WHAT NEEDS TO BE DONE: Please tally the lines in the records that include the word "treeline" and answer with the bare number.
--- EXTRACTED ENTRIES ---
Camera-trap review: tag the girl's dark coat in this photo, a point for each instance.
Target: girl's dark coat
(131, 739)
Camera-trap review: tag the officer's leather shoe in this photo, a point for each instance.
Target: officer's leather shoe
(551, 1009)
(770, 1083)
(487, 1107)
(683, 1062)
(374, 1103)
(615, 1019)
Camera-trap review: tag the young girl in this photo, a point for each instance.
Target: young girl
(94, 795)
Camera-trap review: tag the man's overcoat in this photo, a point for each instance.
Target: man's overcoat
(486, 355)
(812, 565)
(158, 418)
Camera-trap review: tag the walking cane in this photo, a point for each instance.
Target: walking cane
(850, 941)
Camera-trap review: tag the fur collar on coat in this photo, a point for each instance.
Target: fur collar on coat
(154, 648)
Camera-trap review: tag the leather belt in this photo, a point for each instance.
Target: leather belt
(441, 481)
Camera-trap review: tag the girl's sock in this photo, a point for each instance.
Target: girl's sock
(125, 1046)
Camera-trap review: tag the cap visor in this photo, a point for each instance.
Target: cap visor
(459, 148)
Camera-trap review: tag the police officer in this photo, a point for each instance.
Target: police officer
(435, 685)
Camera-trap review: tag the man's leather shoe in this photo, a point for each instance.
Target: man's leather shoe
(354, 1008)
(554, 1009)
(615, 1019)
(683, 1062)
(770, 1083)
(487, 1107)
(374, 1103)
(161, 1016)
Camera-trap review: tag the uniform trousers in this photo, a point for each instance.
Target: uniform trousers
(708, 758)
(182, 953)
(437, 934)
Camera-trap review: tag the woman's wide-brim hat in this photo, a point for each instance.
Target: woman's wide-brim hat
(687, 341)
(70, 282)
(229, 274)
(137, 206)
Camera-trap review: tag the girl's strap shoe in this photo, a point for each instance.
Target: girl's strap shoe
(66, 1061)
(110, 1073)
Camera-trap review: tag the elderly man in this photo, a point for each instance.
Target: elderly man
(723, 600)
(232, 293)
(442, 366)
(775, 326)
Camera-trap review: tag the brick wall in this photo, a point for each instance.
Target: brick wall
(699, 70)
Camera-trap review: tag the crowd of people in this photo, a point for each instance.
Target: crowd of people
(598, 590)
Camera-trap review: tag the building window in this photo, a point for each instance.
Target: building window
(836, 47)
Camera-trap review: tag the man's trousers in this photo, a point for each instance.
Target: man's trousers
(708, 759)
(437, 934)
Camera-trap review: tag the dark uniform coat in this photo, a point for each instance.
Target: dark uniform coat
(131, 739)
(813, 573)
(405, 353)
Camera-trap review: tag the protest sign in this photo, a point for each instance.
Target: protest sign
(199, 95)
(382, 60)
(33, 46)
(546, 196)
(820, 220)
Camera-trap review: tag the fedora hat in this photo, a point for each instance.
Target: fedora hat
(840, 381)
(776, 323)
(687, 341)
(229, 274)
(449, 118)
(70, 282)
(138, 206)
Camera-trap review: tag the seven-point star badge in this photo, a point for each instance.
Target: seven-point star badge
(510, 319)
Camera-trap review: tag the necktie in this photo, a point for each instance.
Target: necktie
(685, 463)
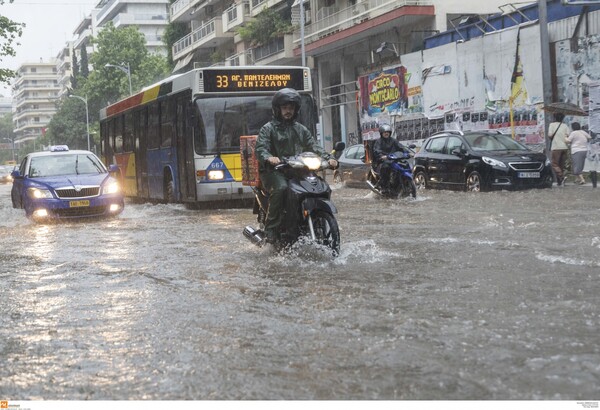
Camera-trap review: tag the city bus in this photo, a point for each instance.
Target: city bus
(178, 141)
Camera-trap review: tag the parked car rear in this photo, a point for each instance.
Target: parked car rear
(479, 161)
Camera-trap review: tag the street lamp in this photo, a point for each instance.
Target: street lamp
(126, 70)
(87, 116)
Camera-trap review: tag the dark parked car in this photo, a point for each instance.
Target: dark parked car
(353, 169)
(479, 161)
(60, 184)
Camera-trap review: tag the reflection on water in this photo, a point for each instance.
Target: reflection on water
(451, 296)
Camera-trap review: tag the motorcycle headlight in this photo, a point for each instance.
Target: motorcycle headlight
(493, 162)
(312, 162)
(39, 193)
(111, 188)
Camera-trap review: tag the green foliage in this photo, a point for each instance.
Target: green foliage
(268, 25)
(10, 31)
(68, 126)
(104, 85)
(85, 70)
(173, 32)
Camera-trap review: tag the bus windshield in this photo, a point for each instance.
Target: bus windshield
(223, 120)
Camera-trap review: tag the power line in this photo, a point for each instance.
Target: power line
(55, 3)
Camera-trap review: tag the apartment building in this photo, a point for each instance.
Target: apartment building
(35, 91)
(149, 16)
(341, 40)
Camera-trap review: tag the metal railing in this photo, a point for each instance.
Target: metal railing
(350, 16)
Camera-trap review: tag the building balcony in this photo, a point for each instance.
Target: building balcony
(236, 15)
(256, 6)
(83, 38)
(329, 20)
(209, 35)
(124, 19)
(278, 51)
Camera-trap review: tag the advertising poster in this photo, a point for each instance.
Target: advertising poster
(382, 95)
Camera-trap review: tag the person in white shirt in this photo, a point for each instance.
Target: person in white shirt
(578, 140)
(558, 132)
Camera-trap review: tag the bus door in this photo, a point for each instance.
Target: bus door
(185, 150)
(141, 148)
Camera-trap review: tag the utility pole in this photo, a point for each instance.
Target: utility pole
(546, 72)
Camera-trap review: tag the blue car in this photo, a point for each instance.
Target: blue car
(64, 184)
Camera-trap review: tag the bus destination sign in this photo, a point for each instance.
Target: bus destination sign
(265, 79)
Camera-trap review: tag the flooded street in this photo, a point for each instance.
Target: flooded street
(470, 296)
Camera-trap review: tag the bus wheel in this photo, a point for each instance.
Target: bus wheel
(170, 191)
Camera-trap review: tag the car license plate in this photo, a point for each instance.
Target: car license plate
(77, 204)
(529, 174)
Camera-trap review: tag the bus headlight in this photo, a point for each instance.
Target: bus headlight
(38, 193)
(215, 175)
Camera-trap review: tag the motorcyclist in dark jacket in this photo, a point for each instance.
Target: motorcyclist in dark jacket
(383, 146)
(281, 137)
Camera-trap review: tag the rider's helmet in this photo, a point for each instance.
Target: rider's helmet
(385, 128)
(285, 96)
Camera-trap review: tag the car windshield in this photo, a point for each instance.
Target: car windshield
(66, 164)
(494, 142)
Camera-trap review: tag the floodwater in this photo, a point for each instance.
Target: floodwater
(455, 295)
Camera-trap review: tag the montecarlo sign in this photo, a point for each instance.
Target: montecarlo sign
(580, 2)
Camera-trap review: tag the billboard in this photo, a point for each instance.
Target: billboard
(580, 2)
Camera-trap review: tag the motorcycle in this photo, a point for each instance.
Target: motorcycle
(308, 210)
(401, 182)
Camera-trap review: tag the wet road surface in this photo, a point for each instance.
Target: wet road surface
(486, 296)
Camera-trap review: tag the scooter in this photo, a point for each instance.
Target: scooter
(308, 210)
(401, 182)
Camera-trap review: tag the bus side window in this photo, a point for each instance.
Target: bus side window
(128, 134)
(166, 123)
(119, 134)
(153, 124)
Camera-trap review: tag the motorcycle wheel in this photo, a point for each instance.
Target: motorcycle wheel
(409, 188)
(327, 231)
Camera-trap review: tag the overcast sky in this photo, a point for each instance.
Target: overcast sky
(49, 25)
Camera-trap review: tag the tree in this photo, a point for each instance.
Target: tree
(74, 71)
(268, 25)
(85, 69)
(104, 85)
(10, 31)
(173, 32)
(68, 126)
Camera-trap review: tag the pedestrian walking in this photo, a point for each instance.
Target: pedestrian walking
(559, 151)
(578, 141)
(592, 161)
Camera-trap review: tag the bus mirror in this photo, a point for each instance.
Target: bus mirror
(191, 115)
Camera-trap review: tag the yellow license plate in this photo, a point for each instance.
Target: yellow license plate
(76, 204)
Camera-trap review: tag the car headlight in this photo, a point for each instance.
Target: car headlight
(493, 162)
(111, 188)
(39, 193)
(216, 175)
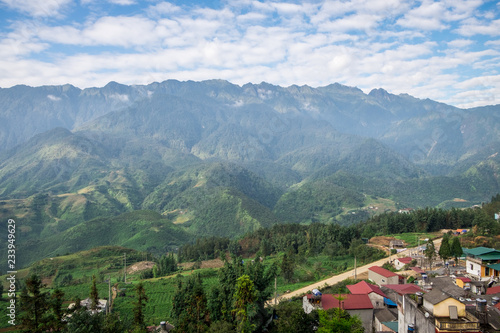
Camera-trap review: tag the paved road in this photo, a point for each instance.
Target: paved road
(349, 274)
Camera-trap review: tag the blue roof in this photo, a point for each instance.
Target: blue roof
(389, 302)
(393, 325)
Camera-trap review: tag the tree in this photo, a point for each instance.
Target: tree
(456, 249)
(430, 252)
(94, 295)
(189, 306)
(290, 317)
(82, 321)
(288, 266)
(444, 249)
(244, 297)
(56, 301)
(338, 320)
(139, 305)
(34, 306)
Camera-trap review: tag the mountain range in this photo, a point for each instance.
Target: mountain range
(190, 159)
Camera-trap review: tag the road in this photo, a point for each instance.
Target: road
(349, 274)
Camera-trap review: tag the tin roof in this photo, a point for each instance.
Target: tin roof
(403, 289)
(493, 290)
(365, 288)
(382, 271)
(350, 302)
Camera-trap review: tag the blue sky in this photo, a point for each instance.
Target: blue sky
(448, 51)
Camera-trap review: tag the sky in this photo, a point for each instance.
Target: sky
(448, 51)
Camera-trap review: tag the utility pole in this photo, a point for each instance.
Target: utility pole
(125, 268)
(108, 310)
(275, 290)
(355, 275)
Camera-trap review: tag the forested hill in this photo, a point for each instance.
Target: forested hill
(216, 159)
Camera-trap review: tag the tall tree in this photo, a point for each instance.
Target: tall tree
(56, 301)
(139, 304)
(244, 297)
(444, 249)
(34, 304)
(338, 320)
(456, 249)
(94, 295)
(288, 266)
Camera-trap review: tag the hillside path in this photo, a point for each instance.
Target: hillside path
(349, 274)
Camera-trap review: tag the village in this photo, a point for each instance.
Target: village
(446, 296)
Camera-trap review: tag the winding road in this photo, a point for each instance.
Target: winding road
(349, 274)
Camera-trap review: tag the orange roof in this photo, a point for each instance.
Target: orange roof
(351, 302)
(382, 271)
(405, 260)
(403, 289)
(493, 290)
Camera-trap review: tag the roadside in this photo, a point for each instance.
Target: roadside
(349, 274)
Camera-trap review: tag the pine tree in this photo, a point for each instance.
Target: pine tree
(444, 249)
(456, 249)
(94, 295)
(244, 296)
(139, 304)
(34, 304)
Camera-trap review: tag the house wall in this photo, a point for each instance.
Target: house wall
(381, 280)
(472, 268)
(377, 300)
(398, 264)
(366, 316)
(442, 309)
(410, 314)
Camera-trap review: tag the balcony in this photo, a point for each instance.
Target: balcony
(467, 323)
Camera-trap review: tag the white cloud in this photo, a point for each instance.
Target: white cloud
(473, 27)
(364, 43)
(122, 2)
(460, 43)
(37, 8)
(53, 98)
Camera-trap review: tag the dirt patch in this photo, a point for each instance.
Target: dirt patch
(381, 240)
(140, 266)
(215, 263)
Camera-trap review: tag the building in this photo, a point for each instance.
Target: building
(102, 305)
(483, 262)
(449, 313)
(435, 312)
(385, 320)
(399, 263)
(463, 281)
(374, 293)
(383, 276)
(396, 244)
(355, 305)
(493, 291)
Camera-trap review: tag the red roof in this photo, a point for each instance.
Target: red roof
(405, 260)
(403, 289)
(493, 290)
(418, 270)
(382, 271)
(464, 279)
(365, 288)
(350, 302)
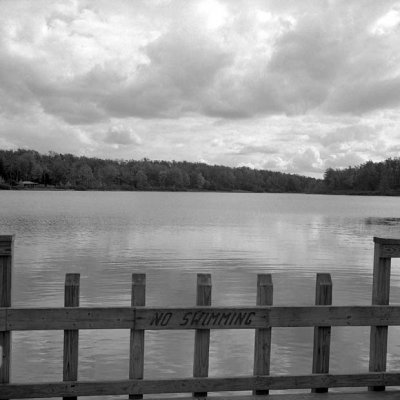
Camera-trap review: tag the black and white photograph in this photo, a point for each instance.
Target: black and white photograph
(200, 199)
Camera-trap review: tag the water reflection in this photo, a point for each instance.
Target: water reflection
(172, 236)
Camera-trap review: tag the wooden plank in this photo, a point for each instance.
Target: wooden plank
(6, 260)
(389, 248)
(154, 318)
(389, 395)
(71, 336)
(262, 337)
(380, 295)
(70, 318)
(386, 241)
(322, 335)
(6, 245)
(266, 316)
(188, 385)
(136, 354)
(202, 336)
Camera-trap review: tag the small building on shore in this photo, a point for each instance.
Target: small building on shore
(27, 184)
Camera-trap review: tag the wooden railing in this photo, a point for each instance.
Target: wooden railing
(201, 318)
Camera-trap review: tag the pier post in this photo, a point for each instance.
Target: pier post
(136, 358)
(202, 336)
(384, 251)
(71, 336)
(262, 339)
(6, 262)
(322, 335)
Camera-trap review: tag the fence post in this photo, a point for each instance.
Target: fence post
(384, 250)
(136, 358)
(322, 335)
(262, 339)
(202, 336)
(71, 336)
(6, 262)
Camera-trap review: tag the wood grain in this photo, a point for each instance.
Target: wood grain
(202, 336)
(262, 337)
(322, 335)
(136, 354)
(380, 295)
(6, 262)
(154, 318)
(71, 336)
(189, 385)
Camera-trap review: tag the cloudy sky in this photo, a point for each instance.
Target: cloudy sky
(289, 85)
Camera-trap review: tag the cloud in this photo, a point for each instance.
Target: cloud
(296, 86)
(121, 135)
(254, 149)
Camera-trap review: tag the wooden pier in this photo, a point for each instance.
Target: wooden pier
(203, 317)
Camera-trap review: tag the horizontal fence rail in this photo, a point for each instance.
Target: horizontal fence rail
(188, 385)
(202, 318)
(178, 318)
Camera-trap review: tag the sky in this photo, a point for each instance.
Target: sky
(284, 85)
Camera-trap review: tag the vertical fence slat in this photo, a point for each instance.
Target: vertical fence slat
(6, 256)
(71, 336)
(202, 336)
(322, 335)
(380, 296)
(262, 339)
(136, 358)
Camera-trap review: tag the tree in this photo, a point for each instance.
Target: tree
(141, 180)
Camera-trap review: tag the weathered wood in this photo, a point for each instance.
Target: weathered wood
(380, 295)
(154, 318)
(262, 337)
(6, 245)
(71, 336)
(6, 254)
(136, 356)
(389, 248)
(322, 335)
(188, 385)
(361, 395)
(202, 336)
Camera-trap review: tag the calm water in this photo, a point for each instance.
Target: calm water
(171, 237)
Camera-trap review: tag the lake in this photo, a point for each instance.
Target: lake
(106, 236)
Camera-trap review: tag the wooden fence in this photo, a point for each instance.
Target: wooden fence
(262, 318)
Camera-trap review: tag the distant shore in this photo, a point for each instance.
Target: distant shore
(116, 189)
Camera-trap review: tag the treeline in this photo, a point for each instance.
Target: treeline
---
SOLVED EXERCISE: 2